### [Extrait du document]
Si le changement opéré au sommet du « RNI » a passé presqu’inaperçu car tout aurait été programmé auparavant, le changement à la tête du parti de l’Istiqlal n’était pas une tâche aisée à cause de la résistance féroce de M.Hamid Chabat et de son clan . Hamid Chabat (ou plus exactement Abdelhamid Chabat) qui « a voulu tout prendre a fini par tout perdre ».

La fin des Années Chabatiques

Député de la ville de Fès depuis 1997, Chabat a été Maire de la même ville de 2003 à 2015.En 2009, il a compris que pour réaliser son ambition de s’emparer du poste de secrétaire général du parti de l’Istiqlal, il faut commencer par le contrôle de l’Union Générale des Travailleurs du Maroc ( UGTM) , le puissant bras syndical du parti et sa redoutable force de frappe. Le 30 janvier 2009, Chabat a été élu secrétaire général de l’UGTM, un poste clé qu’il a occupé jusqu’au 23 septembre 2012. Pour comprendre l’importance de ce poste, il suffit de savoir que l’UGTM contrôle toutes les structures de l’Istiqlal.

Elu nouveau secrétaire général du parti de l’Istiqlal en 2012, Chabat a dû abandonner son poste à la tête de la centrale syndicale de l’Istiqlal pour présider aux destinées du parti. Conscient de l’importance du poste de secrétaire général de l’UGTM, Chabat a tout fait pour que sa succession soit confiée à M. Kéfi Cherrat, un de ses fidèles alliés. A l’issue des élections régionales et communales du 4 septembre 2015, Chabat a été écarté de la présidence de la Mairie de Fès, par le « PJD ». La même année, il a perdu la bataille qui devait lui permettre de s’emparer de la présidence de la région de Fès- Meknès au profit de Mohand Laenser, le chef du parti « Mouvement Populaire ( MP) ». La chute libre de l’ex Maire de Fès continua, puisque deux ans plus tard et plus précisément le 7 octobre 2017, il a dû céder la présidence du parti de l’Istiqlal à son farouche rival, M Nizar Baraka, qui a pu obtenir 924 voix contre, seulement, 234 pour Hamid Chabat. Le 7 mai 2017, Chabat a perdu sa mainmise indirecte sur l’UGTM. Le nouveau patron de l’UGTM n’est autre que M. Mayara Enaâma, qui a été fortement soutenu par Hamdi Ould Rachid qui souffle, depuis un bon moment, le froid et le chaud au sein du parti. Il parait que jusqu’à présent, aucun poste du parti ou de sa centrale syndicale ne peuvent être attribué sans l’aval de Hamdi Ould Rachid. Signalons, enfin, que l’Istiqlal est un parti conservateur et ultra nationaliste qui soutient fortement la bourgeoisie nationale, les notables locaux et les grands propriétaires fonciers.

Extrait d'un jeu de données
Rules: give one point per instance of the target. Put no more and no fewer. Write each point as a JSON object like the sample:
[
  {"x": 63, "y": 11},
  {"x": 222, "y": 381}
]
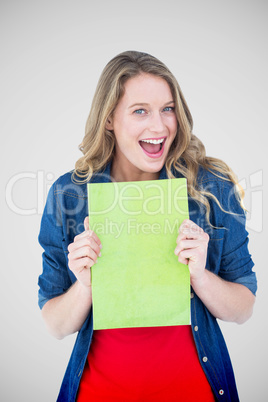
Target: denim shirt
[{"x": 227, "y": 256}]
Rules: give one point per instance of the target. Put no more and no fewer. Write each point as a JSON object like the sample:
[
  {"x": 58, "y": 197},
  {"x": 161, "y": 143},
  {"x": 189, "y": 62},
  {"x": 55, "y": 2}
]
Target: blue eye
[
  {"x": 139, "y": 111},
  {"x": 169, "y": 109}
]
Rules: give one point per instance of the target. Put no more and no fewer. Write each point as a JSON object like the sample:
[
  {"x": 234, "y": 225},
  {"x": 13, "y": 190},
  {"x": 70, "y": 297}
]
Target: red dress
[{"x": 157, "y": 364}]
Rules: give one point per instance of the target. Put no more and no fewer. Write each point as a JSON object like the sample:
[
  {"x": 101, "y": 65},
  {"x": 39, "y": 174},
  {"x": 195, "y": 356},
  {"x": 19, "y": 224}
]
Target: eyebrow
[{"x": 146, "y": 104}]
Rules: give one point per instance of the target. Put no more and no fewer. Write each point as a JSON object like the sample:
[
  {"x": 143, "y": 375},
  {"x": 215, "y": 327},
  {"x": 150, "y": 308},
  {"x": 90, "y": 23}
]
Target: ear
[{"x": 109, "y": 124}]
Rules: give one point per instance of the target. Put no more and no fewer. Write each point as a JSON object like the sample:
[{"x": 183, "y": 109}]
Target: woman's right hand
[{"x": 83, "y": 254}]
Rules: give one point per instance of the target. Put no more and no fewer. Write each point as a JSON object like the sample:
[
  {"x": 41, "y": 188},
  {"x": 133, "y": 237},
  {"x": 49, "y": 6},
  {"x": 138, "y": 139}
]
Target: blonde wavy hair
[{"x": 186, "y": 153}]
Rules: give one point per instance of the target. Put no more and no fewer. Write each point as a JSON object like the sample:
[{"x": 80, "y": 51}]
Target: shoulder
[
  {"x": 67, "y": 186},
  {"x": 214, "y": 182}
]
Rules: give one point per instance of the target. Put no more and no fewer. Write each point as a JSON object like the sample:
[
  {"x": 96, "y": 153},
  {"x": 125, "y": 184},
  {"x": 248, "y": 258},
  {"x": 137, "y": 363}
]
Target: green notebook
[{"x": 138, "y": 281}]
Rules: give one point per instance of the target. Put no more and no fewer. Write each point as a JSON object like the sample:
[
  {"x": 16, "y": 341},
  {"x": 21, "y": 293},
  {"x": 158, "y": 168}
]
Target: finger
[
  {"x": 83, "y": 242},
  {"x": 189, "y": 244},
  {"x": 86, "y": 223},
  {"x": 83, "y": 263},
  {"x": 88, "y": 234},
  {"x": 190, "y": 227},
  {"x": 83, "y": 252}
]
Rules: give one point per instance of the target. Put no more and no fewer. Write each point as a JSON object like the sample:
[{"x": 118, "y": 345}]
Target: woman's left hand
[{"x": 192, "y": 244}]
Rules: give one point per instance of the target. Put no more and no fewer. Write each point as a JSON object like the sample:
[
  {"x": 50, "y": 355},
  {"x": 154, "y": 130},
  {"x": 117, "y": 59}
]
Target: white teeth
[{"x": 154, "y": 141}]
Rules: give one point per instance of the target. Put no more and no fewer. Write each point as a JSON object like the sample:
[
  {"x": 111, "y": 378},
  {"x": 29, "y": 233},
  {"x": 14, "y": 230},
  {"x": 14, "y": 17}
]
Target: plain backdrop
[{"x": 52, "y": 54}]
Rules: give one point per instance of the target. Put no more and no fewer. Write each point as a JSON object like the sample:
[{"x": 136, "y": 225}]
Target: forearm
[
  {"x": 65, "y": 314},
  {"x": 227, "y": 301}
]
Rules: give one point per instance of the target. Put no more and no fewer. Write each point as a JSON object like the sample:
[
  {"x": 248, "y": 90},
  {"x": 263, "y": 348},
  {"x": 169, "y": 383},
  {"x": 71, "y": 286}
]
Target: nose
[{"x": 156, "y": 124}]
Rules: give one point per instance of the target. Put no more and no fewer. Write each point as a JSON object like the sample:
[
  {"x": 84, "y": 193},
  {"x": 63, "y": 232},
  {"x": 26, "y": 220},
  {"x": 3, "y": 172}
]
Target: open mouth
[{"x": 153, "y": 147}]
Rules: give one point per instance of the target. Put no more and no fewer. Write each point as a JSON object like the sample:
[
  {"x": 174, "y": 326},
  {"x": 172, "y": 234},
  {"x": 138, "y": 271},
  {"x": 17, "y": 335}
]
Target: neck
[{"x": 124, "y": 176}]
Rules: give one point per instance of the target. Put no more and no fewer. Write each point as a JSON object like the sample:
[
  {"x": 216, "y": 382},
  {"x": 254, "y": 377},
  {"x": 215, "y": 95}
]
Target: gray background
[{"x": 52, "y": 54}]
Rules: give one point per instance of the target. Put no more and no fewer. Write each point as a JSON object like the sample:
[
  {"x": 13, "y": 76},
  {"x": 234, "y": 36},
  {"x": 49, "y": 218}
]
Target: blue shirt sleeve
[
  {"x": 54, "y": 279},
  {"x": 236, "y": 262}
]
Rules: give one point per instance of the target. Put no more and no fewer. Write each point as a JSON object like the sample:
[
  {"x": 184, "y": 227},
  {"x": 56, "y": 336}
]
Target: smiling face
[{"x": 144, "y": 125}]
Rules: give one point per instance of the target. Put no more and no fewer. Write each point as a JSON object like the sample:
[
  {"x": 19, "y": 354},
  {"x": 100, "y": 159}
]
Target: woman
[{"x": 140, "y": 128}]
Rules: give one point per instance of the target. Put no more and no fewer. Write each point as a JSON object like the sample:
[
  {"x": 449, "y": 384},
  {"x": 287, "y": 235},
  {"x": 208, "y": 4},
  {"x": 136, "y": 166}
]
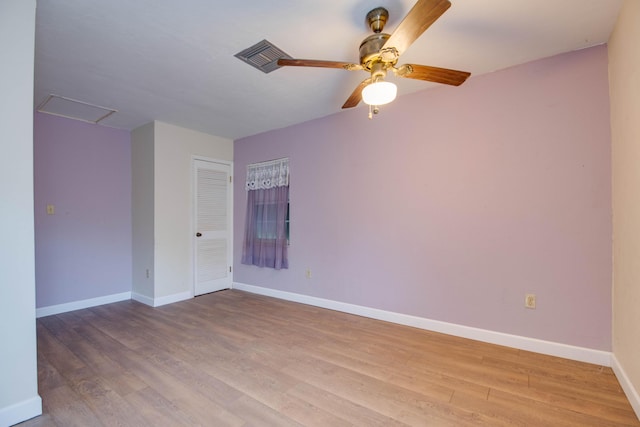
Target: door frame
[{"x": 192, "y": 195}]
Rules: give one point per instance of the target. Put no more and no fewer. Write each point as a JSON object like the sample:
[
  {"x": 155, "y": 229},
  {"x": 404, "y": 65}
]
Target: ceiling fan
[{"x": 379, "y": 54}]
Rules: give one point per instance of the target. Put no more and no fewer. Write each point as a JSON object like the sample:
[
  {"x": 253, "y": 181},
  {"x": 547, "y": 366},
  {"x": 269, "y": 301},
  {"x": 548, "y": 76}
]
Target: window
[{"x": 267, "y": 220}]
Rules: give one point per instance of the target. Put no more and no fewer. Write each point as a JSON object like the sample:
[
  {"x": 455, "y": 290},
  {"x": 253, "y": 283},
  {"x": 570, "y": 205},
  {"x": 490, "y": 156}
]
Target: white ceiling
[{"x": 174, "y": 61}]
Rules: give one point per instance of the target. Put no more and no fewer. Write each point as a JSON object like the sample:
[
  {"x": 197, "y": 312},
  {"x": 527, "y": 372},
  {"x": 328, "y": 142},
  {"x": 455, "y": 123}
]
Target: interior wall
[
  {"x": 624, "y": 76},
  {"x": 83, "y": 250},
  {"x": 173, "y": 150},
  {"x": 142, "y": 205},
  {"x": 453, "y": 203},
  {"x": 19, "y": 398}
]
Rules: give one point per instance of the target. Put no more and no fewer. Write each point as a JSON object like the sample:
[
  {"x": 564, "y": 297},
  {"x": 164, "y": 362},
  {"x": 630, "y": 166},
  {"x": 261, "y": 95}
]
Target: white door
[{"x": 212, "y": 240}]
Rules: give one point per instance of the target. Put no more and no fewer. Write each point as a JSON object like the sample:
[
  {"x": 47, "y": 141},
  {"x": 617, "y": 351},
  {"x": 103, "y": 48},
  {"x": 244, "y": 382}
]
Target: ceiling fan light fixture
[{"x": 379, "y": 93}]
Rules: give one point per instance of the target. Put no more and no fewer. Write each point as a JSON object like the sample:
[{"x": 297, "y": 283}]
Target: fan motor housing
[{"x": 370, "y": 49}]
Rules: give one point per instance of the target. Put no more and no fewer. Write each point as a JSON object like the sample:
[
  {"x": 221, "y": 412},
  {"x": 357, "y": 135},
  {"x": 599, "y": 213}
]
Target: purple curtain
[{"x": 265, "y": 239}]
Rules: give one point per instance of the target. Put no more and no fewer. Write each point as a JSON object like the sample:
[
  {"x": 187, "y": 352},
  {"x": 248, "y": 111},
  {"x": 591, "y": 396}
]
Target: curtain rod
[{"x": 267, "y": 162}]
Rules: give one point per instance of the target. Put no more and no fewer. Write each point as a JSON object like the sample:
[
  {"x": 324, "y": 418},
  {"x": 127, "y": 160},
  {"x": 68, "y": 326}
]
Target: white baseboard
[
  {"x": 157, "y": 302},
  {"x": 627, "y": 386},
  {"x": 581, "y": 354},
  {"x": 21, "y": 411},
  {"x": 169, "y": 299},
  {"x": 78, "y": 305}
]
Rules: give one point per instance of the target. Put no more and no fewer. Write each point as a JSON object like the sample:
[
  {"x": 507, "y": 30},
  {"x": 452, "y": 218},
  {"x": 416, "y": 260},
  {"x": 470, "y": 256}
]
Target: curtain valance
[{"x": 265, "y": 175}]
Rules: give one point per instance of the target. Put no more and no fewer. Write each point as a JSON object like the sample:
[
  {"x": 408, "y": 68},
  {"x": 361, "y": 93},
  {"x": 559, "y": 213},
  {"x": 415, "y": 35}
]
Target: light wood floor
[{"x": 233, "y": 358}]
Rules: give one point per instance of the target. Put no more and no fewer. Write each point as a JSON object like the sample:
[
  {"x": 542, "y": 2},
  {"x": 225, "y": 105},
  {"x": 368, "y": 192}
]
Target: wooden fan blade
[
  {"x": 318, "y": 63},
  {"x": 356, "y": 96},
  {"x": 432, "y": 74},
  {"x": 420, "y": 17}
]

### [À faire]
[A] Trouvez dans les enregistrements toutes les lignes qui contiennent le mot « curtain », puis recopiez-les.
[B] Reprenez le texte sur la chute de Hamid Chabat à l'Istiqlal et écrivez la suite après sa dernière phrase.

### [Réponses par tâche]
[A]
Target: purple curtain
Target: curtain rod
Target: curtain valance

[B]
 Le 7 août 2017, M Ilyas El Omari a surpris tout le monde en présentant sa démission du poste de secrétaire général du « PAM »(Parti Authenticité et Modernité), lors d’une réunion du bureau politique. Ce dernier a décidé de soumettre cette démission au conseil national du parti. Le conseil national du « PAM » qui devait se réunir au début du mois de septembre a reporté ses assisses pour le 22 octobre 2017, ce qui n’était pas sans amener les observateurs à se poser des questions sur les raisons objectives de ce report, quasiment injustifiable.

El Omari ou ‘’La Tête qui ne   tourne pas est une montagne’’

Pour certains, il était clair qu’Iliyas El Omari a voulu prendre le temps suffisant pour bien préparer le conseil national à s’opposer à cette démission qu’Ilyas EL Omari a qualifiée, auparavant de « définitive et irréversible ». Selon certaines informations, le conseil national du « PAM » aurait décidé que la démission d’El Omari doit rester en suspens jusqu’au mois de janvier 2018, c’est-à-dire après la fin des travaux du 8ème congrès du « PJD ». En agissant de cette manière, El Omari a créé un vrai imbroglio au sein du « PAM ». Officiellement, c’est M Habib Bekkouch qui assume les fonctions de secrétaire général par intérim du parti alors qu’Ilyas semble revenir sur sa décision de démissionner.

Élu au poste de secrétaire général du « PAM » en janvier 2016, El Omari qui occupe aussi le poste de président de la région de Tanger-Tétouan-Al Hoceima, a échoué dans sa mission de battre le « PJD » lors des élections législatives, du 7 octobre 2016. Il faut dire aussi que le Hirak du Rif( mouvement populaire et social) qui a été déclenché à la fin d’octobre 2016 n’a pas facilité la tâche d’El Omari qui a été vivement critiqué pour son inertie au du moins son manque d’initiative pour le retour au calme d’Al Hoceima, sa ville natale qui est aussi l’épicentre du Hirak. Pour le moment, El Omari est en train de gérer une situation confuse à la tête du « PAM », la deuxième force politique du pays en termes de sièges et la principale force d’opposition à la Chambre des Représentants. Le « PAM » domine la deuxième chambre du parlement ( Chambre des Conseillers) dont la présidence est assurée par M. Hakim Benchamach, un membre du « PAM ».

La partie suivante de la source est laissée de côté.